Excerpts from point annotation data:
--- --- ---
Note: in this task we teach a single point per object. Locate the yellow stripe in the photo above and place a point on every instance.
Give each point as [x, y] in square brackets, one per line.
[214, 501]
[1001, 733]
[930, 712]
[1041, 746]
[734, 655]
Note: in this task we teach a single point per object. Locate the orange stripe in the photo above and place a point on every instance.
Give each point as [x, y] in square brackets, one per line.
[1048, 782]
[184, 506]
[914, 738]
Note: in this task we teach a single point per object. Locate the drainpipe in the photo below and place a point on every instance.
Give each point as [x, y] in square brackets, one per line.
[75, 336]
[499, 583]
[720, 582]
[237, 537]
--- --- ---
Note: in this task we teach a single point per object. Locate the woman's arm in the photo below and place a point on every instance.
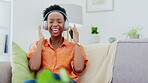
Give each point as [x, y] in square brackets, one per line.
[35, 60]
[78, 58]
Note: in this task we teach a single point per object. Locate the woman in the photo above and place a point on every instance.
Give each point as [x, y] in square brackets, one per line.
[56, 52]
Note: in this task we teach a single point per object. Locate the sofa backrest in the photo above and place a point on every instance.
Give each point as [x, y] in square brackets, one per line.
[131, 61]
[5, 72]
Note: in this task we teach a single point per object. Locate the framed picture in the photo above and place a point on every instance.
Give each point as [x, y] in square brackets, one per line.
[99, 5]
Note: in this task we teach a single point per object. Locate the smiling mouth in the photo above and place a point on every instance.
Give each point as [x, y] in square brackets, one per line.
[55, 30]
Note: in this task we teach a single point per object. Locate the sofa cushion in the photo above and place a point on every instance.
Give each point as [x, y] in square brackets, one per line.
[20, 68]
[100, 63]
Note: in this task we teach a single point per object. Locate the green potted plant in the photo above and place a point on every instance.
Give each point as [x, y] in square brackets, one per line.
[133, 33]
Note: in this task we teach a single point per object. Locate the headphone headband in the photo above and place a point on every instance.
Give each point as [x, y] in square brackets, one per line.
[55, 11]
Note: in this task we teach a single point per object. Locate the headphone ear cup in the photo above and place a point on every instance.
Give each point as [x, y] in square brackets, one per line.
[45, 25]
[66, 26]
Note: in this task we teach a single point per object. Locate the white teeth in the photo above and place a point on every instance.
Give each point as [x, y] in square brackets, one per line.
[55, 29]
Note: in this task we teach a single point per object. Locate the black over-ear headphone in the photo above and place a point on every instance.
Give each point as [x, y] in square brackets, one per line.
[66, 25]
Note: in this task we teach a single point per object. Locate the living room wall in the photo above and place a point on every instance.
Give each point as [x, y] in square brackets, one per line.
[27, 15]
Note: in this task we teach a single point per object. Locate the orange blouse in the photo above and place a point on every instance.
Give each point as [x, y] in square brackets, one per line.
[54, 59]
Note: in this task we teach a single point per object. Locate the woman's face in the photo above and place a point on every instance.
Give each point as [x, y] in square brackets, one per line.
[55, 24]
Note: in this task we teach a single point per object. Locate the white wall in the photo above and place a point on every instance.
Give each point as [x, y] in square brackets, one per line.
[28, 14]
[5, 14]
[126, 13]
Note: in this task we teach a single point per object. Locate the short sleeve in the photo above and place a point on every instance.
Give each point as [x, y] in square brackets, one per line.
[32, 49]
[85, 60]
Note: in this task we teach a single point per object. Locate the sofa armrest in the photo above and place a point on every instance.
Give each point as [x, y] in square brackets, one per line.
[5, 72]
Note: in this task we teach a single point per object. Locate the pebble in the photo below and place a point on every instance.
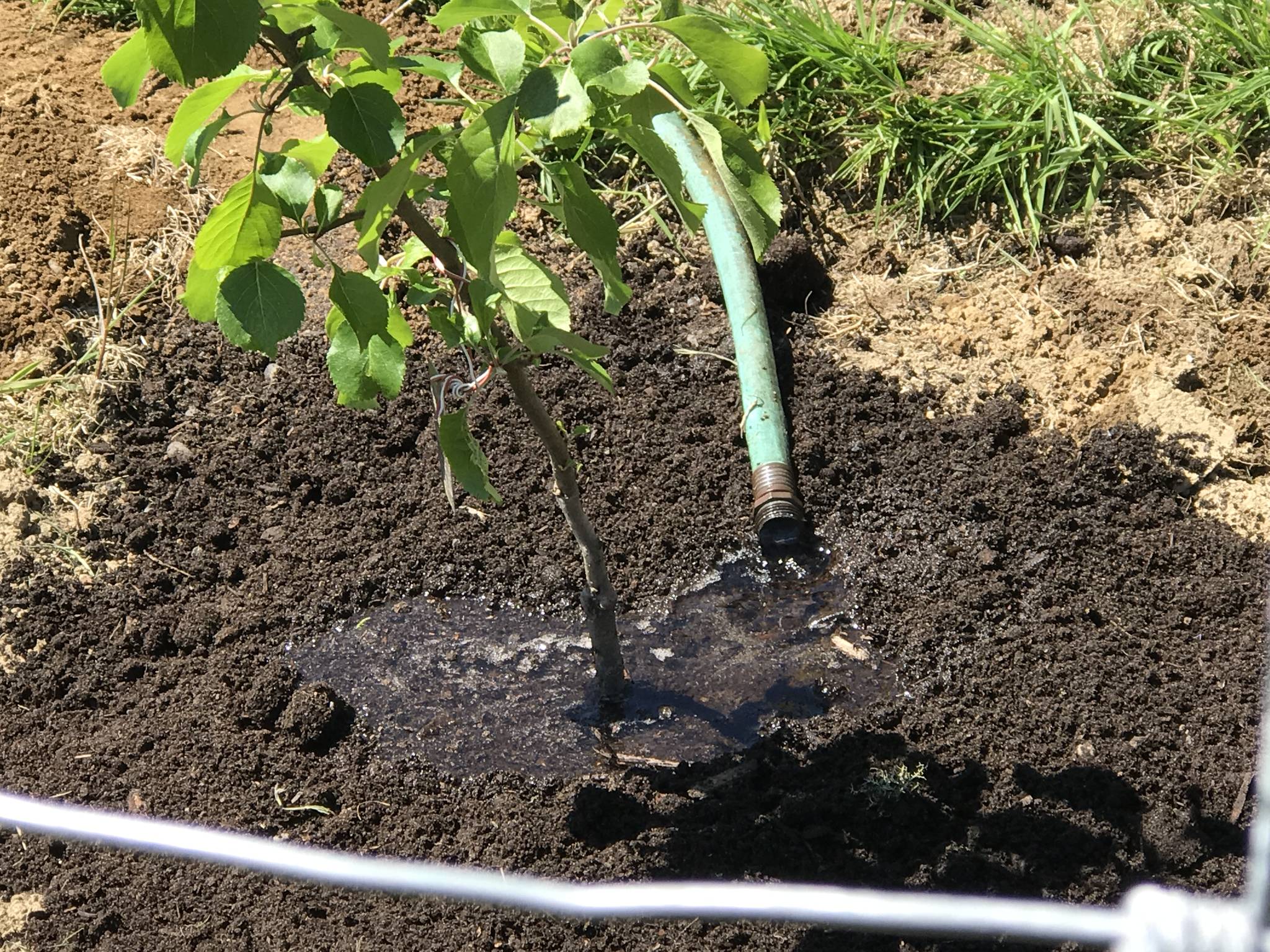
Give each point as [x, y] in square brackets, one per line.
--- --- ---
Find every line in the material that contains the string "wall", matching case exactly, and copy each of those lines in full.

CORRECT OUTPUT -
Note: in this task we teach a single point per object. Locate the living room wall in the photo above and place a point on every instance.
Note: in this task we teach a single point per object. Locate the white wall in the photo above and place a point on every instance.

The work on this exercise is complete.